[Region outline entries]
···

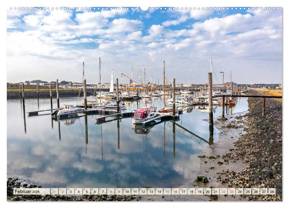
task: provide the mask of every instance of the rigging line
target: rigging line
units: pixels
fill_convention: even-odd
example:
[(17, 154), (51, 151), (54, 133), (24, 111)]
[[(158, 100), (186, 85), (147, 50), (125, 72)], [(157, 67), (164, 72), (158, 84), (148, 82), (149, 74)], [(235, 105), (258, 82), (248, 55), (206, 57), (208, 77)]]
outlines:
[(212, 63), (212, 67), (213, 68), (213, 71), (214, 71), (214, 73), (215, 74), (215, 77), (216, 78), (216, 80), (217, 80), (217, 83), (218, 83), (218, 87), (219, 88), (219, 90), (220, 91), (221, 91), (221, 89), (220, 88), (220, 86), (219, 86), (220, 85), (219, 84), (219, 82), (218, 82), (218, 79), (217, 78), (217, 76), (216, 75), (216, 73), (215, 72), (215, 69), (214, 69), (214, 66), (213, 66), (213, 63)]
[(103, 80), (104, 81), (104, 82), (103, 81), (103, 83), (107, 83), (106, 82), (106, 79), (105, 78), (105, 75), (104, 74), (104, 71), (103, 70), (103, 66), (102, 65), (102, 62), (101, 61), (101, 60), (100, 60), (100, 65), (101, 66), (101, 68), (100, 71), (101, 73), (102, 72), (102, 74), (103, 75)]
[[(81, 79), (82, 80), (82, 83), (83, 83), (83, 79), (84, 78), (84, 75), (83, 74), (82, 76), (82, 78)], [(81, 91), (81, 87), (82, 86), (82, 84), (81, 86), (80, 86), (80, 87), (79, 88), (79, 93), (78, 94), (78, 98), (77, 98), (77, 102), (76, 104), (76, 105), (78, 105), (78, 101), (79, 100), (79, 97), (80, 97), (80, 92)]]

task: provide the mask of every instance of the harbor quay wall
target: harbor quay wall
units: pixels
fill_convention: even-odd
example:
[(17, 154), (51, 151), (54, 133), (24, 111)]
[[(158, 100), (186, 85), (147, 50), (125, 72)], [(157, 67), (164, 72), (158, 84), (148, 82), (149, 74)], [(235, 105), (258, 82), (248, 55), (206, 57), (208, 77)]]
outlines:
[[(20, 93), (19, 90), (7, 91), (7, 99), (19, 98), (20, 97)], [(87, 96), (93, 95), (94, 90), (87, 90)], [(52, 90), (52, 97), (54, 98), (56, 97), (56, 90)], [(60, 97), (68, 96), (78, 96), (79, 94), (79, 90), (78, 89), (60, 89), (59, 94)], [(22, 91), (21, 94), (22, 94)], [(50, 97), (50, 93), (49, 90), (39, 90), (38, 94), (39, 97)], [(83, 91), (80, 91), (80, 96), (83, 96)], [(24, 90), (24, 98), (37, 98), (37, 92), (36, 90)]]

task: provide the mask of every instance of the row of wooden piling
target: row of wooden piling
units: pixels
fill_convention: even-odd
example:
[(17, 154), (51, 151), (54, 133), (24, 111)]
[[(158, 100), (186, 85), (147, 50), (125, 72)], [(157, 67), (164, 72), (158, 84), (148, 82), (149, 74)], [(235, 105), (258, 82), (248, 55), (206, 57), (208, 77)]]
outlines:
[[(22, 86), (22, 92), (21, 92), (21, 86)], [(22, 83), (22, 84), (19, 85), (19, 91), (20, 93), (20, 98), (22, 98), (24, 100), (24, 83)], [(39, 98), (39, 91), (38, 89), (38, 85), (36, 86), (36, 91), (37, 94), (37, 98)], [(50, 100), (52, 102), (52, 91), (51, 89), (51, 83), (49, 83), (49, 91), (50, 96)], [(56, 97), (57, 99), (57, 108), (59, 108), (59, 94), (58, 90), (58, 80), (56, 80)], [(52, 107), (51, 107), (52, 108)]]

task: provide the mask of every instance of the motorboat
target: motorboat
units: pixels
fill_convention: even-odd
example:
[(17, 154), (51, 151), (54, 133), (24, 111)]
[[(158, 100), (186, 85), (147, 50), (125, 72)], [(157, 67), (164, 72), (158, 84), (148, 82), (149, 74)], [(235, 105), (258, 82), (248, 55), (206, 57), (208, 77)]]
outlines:
[[(116, 100), (114, 100), (111, 102), (107, 104), (104, 106), (107, 109), (110, 110), (117, 110), (117, 103)], [(126, 109), (125, 106), (124, 102), (121, 100), (118, 100), (118, 107), (120, 108), (121, 111), (126, 110)]]
[(180, 90), (180, 92), (181, 94), (191, 94), (193, 93), (193, 92), (189, 90)]
[(139, 109), (146, 109), (150, 112), (154, 112), (157, 110), (157, 107), (154, 106), (151, 103), (146, 103), (146, 105), (140, 107)]
[(116, 98), (116, 96), (113, 93), (110, 93), (106, 92), (101, 92), (100, 94), (99, 93), (93, 97), (95, 98), (100, 98), (104, 99), (115, 99)]
[(172, 107), (168, 106), (166, 106), (160, 110), (159, 110), (159, 113), (171, 113), (173, 111), (174, 109)]
[(159, 97), (160, 95), (157, 92), (155, 92), (151, 93), (151, 96), (152, 97)]
[[(172, 105), (173, 103), (172, 98), (170, 98), (166, 100), (166, 102), (170, 105)], [(176, 105), (179, 106), (191, 105), (195, 104), (191, 97), (183, 96), (177, 97), (175, 99), (175, 103)]]
[(230, 99), (228, 100), (227, 104), (229, 105), (233, 105), (236, 103), (235, 103), (235, 101), (232, 100)]
[(134, 124), (141, 124), (156, 116), (155, 113), (150, 112), (146, 109), (138, 109), (135, 112), (132, 117), (132, 121)]
[(151, 96), (150, 95), (146, 93), (143, 93), (141, 94), (141, 96), (143, 98), (150, 98), (151, 97)]
[(51, 115), (55, 117), (69, 117), (77, 115), (78, 112), (83, 109), (69, 104), (64, 104), (63, 105), (63, 108), (54, 111), (51, 113)]

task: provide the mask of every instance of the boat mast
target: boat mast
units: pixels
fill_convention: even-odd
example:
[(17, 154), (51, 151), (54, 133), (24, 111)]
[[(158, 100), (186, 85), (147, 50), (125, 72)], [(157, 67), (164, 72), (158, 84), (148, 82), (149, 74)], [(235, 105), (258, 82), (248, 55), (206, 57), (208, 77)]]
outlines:
[(164, 108), (165, 107), (165, 61), (164, 61)]
[(145, 94), (146, 94), (146, 68), (143, 68), (145, 70), (144, 81), (145, 81)]
[(151, 74), (151, 93), (152, 94), (152, 74)]
[(141, 73), (141, 70), (140, 70), (140, 72), (139, 72), (140, 79), (139, 79), (139, 80), (138, 81), (139, 86), (138, 86), (138, 91), (140, 93), (140, 75), (141, 75), (140, 73)]
[(84, 80), (84, 62), (83, 62), (83, 61), (82, 62), (82, 65), (83, 66), (83, 79), (82, 79), (82, 82), (83, 82), (83, 80)]
[(99, 57), (99, 103), (101, 103), (101, 85), (100, 82), (100, 57)]

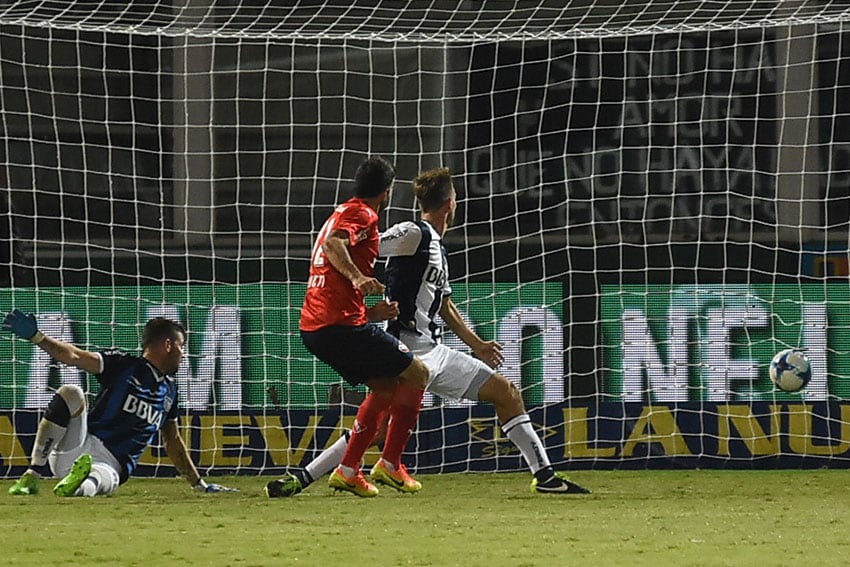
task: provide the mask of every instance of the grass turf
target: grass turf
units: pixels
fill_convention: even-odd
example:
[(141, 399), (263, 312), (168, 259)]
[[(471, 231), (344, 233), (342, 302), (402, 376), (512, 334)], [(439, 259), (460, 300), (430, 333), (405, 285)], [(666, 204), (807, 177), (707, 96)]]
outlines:
[(110, 497), (9, 496), (6, 565), (841, 565), (848, 472), (580, 471), (591, 495), (533, 495), (528, 474), (421, 475), (421, 493), (270, 500), (270, 477), (132, 479)]

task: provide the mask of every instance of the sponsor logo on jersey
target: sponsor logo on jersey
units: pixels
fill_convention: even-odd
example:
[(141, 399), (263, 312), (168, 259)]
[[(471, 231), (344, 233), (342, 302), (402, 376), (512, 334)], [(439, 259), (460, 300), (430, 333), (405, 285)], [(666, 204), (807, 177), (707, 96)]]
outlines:
[(395, 240), (396, 238), (401, 238), (405, 234), (410, 232), (406, 228), (396, 228), (394, 230), (388, 230), (387, 232), (381, 235), (381, 242), (389, 242), (390, 240)]
[(124, 400), (124, 407), (121, 409), (131, 415), (135, 415), (139, 419), (145, 420), (151, 425), (155, 425), (157, 429), (162, 425), (162, 412), (133, 394), (127, 394), (127, 398)]

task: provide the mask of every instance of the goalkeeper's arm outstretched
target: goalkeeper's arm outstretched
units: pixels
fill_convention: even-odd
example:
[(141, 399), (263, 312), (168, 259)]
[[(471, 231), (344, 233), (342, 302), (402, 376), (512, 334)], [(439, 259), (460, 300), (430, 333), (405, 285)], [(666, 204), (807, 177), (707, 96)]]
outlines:
[(57, 496), (111, 494), (127, 481), (158, 431), (181, 475), (203, 492), (230, 491), (206, 483), (189, 458), (177, 427), (177, 382), (186, 331), (180, 323), (155, 318), (145, 325), (143, 352), (90, 352), (48, 337), (31, 313), (13, 310), (3, 328), (28, 340), (51, 357), (89, 372), (100, 383), (91, 409), (83, 390), (62, 385), (38, 425), (30, 466), (9, 489), (36, 494), (39, 480), (59, 477)]

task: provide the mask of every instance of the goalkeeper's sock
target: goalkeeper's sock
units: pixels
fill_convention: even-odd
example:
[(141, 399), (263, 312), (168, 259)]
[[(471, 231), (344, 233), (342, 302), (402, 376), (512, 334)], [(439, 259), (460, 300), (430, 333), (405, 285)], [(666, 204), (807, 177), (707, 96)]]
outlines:
[(30, 465), (27, 470), (34, 473), (36, 478), (50, 478), (53, 476), (53, 471), (50, 470), (50, 465), (47, 463), (43, 465)]
[(97, 494), (97, 479), (93, 476), (86, 477), (83, 484), (77, 489), (77, 496), (95, 496)]
[(422, 388), (399, 384), (393, 395), (390, 406), (390, 425), (387, 428), (387, 440), (384, 442), (381, 458), (392, 464), (395, 469), (398, 469), (401, 464), (401, 453), (416, 427), (424, 394), (425, 390)]
[(34, 466), (41, 466), (47, 462), (50, 451), (65, 437), (68, 424), (71, 423), (71, 410), (68, 402), (61, 395), (54, 394), (47, 404), (44, 417), (38, 423), (35, 433), (35, 443), (32, 447), (30, 461)]
[(345, 449), (348, 447), (348, 440), (350, 438), (351, 432), (346, 431), (333, 445), (319, 453), (319, 456), (304, 467), (303, 471), (294, 473), (298, 477), (298, 480), (301, 481), (302, 487), (306, 488), (315, 479), (322, 478), (339, 466), (342, 462), (342, 456), (345, 455)]
[(363, 460), (366, 449), (374, 441), (378, 427), (384, 421), (390, 401), (390, 398), (386, 396), (376, 396), (374, 392), (370, 392), (363, 403), (360, 404), (360, 408), (357, 410), (357, 418), (354, 420), (354, 427), (351, 429), (351, 439), (348, 441), (348, 447), (340, 462), (341, 466), (346, 467), (343, 470), (349, 476), (351, 475), (348, 471), (360, 469), (360, 461)]
[[(537, 471), (547, 467), (551, 471), (552, 467), (550, 466), (549, 456), (546, 454), (546, 448), (543, 446), (540, 437), (535, 433), (534, 427), (531, 426), (531, 418), (527, 413), (509, 419), (507, 423), (502, 425), (502, 431), (519, 448), (532, 474), (536, 474)], [(554, 473), (550, 473), (549, 476), (552, 474)]]
[[(35, 444), (32, 447), (32, 453), (30, 455), (33, 470), (41, 474), (39, 467), (44, 467), (47, 464), (47, 456), (50, 455), (56, 444), (62, 440), (67, 430), (67, 427), (62, 427), (57, 423), (49, 421), (47, 418), (41, 419), (35, 434)], [(48, 468), (47, 470), (49, 471), (50, 469)]]

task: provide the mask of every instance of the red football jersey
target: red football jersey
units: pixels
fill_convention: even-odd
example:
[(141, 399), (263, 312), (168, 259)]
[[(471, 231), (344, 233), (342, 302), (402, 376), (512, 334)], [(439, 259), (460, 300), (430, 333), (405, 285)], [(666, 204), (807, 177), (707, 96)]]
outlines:
[(358, 198), (336, 208), (325, 221), (310, 256), (307, 295), (301, 307), (301, 330), (330, 325), (358, 326), (369, 322), (363, 294), (325, 258), (322, 243), (331, 232), (348, 233), (348, 253), (357, 268), (372, 276), (378, 258), (378, 213)]

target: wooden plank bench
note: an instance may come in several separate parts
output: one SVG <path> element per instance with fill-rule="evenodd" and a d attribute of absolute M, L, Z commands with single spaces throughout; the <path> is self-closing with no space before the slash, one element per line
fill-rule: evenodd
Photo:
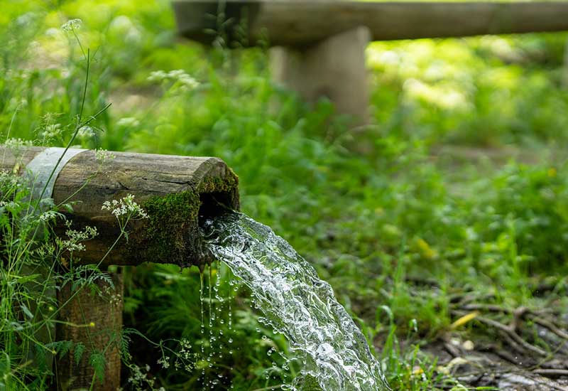
<path fill-rule="evenodd" d="M 305 100 L 327 96 L 366 121 L 365 48 L 371 41 L 568 31 L 568 2 L 356 2 L 177 0 L 181 35 L 211 44 L 220 32 L 272 51 L 275 79 Z"/>

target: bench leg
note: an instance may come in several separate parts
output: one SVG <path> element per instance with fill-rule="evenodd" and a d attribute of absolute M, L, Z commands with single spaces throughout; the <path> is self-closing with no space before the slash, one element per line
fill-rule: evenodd
<path fill-rule="evenodd" d="M 368 121 L 368 86 L 365 49 L 371 41 L 366 27 L 337 34 L 307 48 L 273 48 L 271 53 L 275 81 L 305 100 L 326 97 L 338 114 Z"/>

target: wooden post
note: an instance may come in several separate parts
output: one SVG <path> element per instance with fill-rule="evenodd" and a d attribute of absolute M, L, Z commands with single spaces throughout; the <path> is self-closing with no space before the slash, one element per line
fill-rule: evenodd
<path fill-rule="evenodd" d="M 307 100 L 367 119 L 364 46 L 370 41 L 568 30 L 568 3 L 176 0 L 178 31 L 206 44 L 216 31 L 273 50 L 275 78 Z M 222 26 L 222 28 L 219 26 Z M 220 31 L 221 30 L 221 31 Z"/>
<path fill-rule="evenodd" d="M 273 77 L 308 102 L 331 100 L 339 114 L 356 123 L 368 120 L 365 49 L 371 41 L 364 26 L 332 36 L 305 48 L 273 48 Z"/>
<path fill-rule="evenodd" d="M 56 205 L 81 201 L 67 213 L 72 228 L 96 227 L 99 235 L 84 243 L 85 252 L 75 255 L 81 257 L 77 264 L 102 268 L 144 262 L 199 264 L 207 260 L 200 247 L 200 216 L 239 207 L 238 178 L 217 158 L 114 152 L 111 159 L 100 160 L 92 151 L 70 149 L 50 179 L 63 150 L 0 147 L 0 170 L 26 175 L 36 199 L 45 186 L 43 198 L 53 198 Z M 120 233 L 115 216 L 101 207 L 127 194 L 135 196 L 148 218 L 129 224 L 128 240 L 117 242 L 101 262 Z M 67 229 L 58 227 L 56 232 L 65 237 Z M 65 267 L 63 262 L 60 267 Z M 122 281 L 120 274 L 110 276 L 114 286 L 104 282 L 80 290 L 69 284 L 60 286 L 56 338 L 82 345 L 84 350 L 77 355 L 78 363 L 76 349 L 56 359 L 58 390 L 89 389 L 93 380 L 97 391 L 114 391 L 120 385 Z M 104 356 L 102 382 L 94 377 L 89 362 L 93 353 Z"/>
<path fill-rule="evenodd" d="M 116 391 L 120 387 L 124 286 L 120 273 L 111 273 L 110 277 L 112 285 L 97 280 L 94 291 L 87 286 L 77 293 L 67 284 L 58 292 L 62 323 L 56 328 L 55 338 L 84 347 L 78 359 L 75 357 L 75 346 L 69 354 L 55 360 L 58 391 L 88 389 L 91 384 L 97 391 Z M 100 378 L 89 363 L 93 353 L 102 353 L 99 357 L 106 363 Z"/>

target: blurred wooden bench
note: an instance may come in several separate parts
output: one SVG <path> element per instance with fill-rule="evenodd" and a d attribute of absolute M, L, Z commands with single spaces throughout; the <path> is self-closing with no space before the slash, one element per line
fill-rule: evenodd
<path fill-rule="evenodd" d="M 275 78 L 307 100 L 366 118 L 365 48 L 371 41 L 568 31 L 568 2 L 434 3 L 343 0 L 178 0 L 181 35 L 224 36 L 273 50 Z"/>

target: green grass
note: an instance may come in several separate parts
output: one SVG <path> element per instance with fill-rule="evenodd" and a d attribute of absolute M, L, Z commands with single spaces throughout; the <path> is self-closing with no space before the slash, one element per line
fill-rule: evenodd
<path fill-rule="evenodd" d="M 3 136 L 43 145 L 70 139 L 86 63 L 59 27 L 81 18 L 77 33 L 93 56 L 85 113 L 113 105 L 74 143 L 223 159 L 239 175 L 242 210 L 332 284 L 395 389 L 458 387 L 420 348 L 451 331 L 455 297 L 508 309 L 568 306 L 568 166 L 549 153 L 568 138 L 565 34 L 373 43 L 373 124 L 354 138 L 329 102 L 309 107 L 274 86 L 263 50 L 206 51 L 178 41 L 167 1 L 45 4 L 11 2 L 0 16 Z M 178 69 L 185 73 L 164 76 Z M 199 85 L 186 87 L 185 75 Z M 371 151 L 354 152 L 357 143 Z M 514 146 L 539 159 L 496 164 L 435 153 L 457 146 Z M 239 346 L 207 370 L 232 378 L 236 390 L 295 375 L 297 364 L 285 370 L 282 356 L 267 355 L 288 353 L 283 337 L 258 322 L 246 289 L 235 292 L 221 274 L 224 297 L 234 297 Z M 180 338 L 206 343 L 197 270 L 151 265 L 126 276 L 129 327 L 165 341 L 178 358 Z M 536 291 L 542 282 L 555 286 L 545 297 Z M 481 326 L 472 321 L 464 332 L 491 332 Z M 227 332 L 226 323 L 219 330 Z M 165 368 L 159 348 L 131 338 L 130 368 L 150 365 L 152 387 L 197 387 L 202 362 L 191 356 L 190 370 Z M 2 373 L 24 360 L 8 353 L 16 361 L 0 361 Z M 26 375 L 28 388 L 33 375 L 48 377 Z"/>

···

--- Task goal ---
Write out the stretch of the records from the very beginning through the line containing "97), (80, 92)]]", with both ends included and the pictures left out.

--- Reply to the exercise ---
task: provide the mask of every instance of the rigging line
target: rigging line
units: pixels
fill_convention: even-odd
example:
[(17, 154), (51, 151), (54, 133), (24, 111)]
[[(158, 100), (186, 85), (147, 50), (125, 72)], [(157, 67), (164, 72), (158, 84), (148, 82), (149, 74)], [(235, 105), (258, 82), (248, 55), (206, 57), (208, 77)]]
outlines:
[(212, 63), (212, 67), (213, 68), (213, 71), (214, 71), (214, 73), (215, 74), (215, 77), (216, 78), (216, 80), (217, 80), (217, 83), (218, 83), (218, 87), (219, 88), (219, 90), (220, 91), (221, 91), (221, 89), (220, 88), (220, 86), (219, 86), (220, 85), (219, 84), (219, 82), (218, 82), (218, 79), (217, 78), (217, 76), (216, 75), (216, 73), (215, 72), (215, 69), (214, 69), (214, 66), (213, 66), (213, 63)]
[(103, 80), (104, 81), (104, 82), (103, 81), (103, 83), (107, 83), (106, 82), (106, 79), (105, 78), (105, 75), (104, 74), (104, 71), (103, 70), (103, 66), (102, 65), (102, 62), (101, 61), (101, 60), (100, 60), (100, 65), (101, 66), (101, 68), (100, 71), (101, 73), (102, 72), (102, 74), (103, 75)]
[[(81, 79), (82, 80), (82, 83), (83, 83), (83, 79), (84, 78), (84, 75), (83, 74), (82, 76), (82, 78)], [(81, 91), (81, 87), (82, 86), (82, 84), (81, 86), (80, 86), (80, 87), (79, 88), (79, 93), (78, 94), (78, 98), (77, 98), (77, 102), (76, 104), (76, 105), (78, 105), (78, 101), (79, 100), (79, 97), (80, 97), (80, 92)]]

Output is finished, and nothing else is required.